+++ Reading passage +++

Sooner or later your colleagues will approach you about investing in a development deal or similar venture if they have not already done so.  The investment vehicle for such a project will typically be in the form of a limited liability company (“LLC”).  Before getting involved in an LLC investment in commercial real estate, you should carefully consider your exit strategies if the real estate venture (or the management thereof) does not meet your expectations.  Many statutes are flexible and accommodate all sorts of exit arrangements.  However, in the absence of an express agreement setting forth such mechanisms, statutes do impose a number of restrictions on an LLC member’s right to exit.  The exit terms, along with most other important terms and conditions governing the LLC, are typically found in a document called the “operating agreement.”  It benefits both the investor group and the management group to negotiate and document exit terms in the operating agreement at the earliest stages of the venture.

Some exits are planned by investors as a component of the original investment decision, while others are emergency exits for when things begin to unravel.  It is generally better to expressly provide for exit rights in the operating agreement rather than relying on restrictive statutory default provisions.  If a particular investor wants to cash out of the project, exit mechanisms should be in place to enable him or her to do so, with minimum difficulty.  Furthermore, if one of the investors dies or receives an offer to have their ownership interest purchased, the remaining investors may desire to have a right to purchase the exiting member’s ownership interest in the project.

+++ Given entries +++

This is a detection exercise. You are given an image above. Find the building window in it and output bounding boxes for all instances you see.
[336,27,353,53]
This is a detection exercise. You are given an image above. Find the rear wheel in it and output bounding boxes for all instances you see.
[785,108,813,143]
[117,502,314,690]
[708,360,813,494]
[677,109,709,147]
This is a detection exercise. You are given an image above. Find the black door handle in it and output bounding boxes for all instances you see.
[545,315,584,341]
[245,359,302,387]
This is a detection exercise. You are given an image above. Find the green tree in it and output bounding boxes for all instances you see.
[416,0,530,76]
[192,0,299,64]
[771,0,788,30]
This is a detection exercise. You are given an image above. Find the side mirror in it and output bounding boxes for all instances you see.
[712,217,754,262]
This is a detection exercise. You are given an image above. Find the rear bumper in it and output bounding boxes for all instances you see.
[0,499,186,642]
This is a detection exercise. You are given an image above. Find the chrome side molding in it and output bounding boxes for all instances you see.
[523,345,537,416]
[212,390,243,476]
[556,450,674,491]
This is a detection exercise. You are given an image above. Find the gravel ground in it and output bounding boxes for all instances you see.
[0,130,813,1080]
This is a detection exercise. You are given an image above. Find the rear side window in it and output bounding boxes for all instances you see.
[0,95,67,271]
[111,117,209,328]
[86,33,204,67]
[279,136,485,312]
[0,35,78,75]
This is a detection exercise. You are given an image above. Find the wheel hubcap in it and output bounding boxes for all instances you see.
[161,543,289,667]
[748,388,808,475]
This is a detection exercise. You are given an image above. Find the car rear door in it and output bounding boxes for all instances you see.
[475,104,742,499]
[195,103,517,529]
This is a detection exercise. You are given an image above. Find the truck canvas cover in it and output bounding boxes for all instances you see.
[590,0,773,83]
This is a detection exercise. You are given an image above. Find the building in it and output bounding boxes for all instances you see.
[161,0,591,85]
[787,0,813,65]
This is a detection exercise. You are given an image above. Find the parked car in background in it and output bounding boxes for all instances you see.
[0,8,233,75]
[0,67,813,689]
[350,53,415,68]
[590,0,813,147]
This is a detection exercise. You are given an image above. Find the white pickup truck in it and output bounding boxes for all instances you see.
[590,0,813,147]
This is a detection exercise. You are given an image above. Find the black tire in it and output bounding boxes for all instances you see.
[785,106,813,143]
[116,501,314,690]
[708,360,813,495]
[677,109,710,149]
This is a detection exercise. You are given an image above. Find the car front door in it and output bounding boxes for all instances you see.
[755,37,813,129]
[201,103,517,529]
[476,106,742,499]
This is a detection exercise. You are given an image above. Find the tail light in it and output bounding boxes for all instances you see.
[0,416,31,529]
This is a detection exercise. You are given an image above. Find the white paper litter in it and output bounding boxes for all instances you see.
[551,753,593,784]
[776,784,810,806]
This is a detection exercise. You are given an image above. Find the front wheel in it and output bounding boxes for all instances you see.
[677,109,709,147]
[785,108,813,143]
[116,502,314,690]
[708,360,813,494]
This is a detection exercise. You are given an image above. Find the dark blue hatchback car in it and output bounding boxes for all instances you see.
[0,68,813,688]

+++

## Challenge A
Which situations involving an individual investor does the final paragraph of the passage on LLC exit strategies say exit mechanisms or purchase rights should address? List them all.
## Challenge B
According to the passage on LLC exit strategies, in what document are the exit terms of an LLC typically found?
## Challenge C
Continue the passage on LLC exit strategies from its last sentence.

## Written response A
- An investor wants to cash out of the project.
- An investor dies.
- An investor receives an offer to have their ownership interest purchased.

## Written response B
The operating agreement.

## Written response C
Some of the standard exit mechanisms that investors may want to consider for the operating agreement include the following: (i) drag-along rights (whereby the initiating member can require the sale of an entire venture), (ii) tag-along rights (whereby the non-initiating member can insist on the sale of the entire venture), and (iii) buy-sell arrangements (whereby the right to sell or buy the others’ interests and the conditions pertaining to that right are predetermined).

Buy-sell arrangements, which tend to cause the least amount of disruption to other investors and any lenders financing the project are, generally, the preferred exit mechanism for investors.  Careful investors will typically craft the mechanisms by which investors may exercise their right to sell their own ownership interests or buy the ownership interests of others, including the (i) method and content of notice required, (ii) rights of first refusal, (iii) valuations and price calculations of ownership interests, and (iv) timing within which such transfers must occur.  Such exit strategies will be critical (i) in the event of death, disability, or bankruptcy filing of one of the investors or (ii) if one investor simply desires to transfer its interest and/or disassociate itself from the project.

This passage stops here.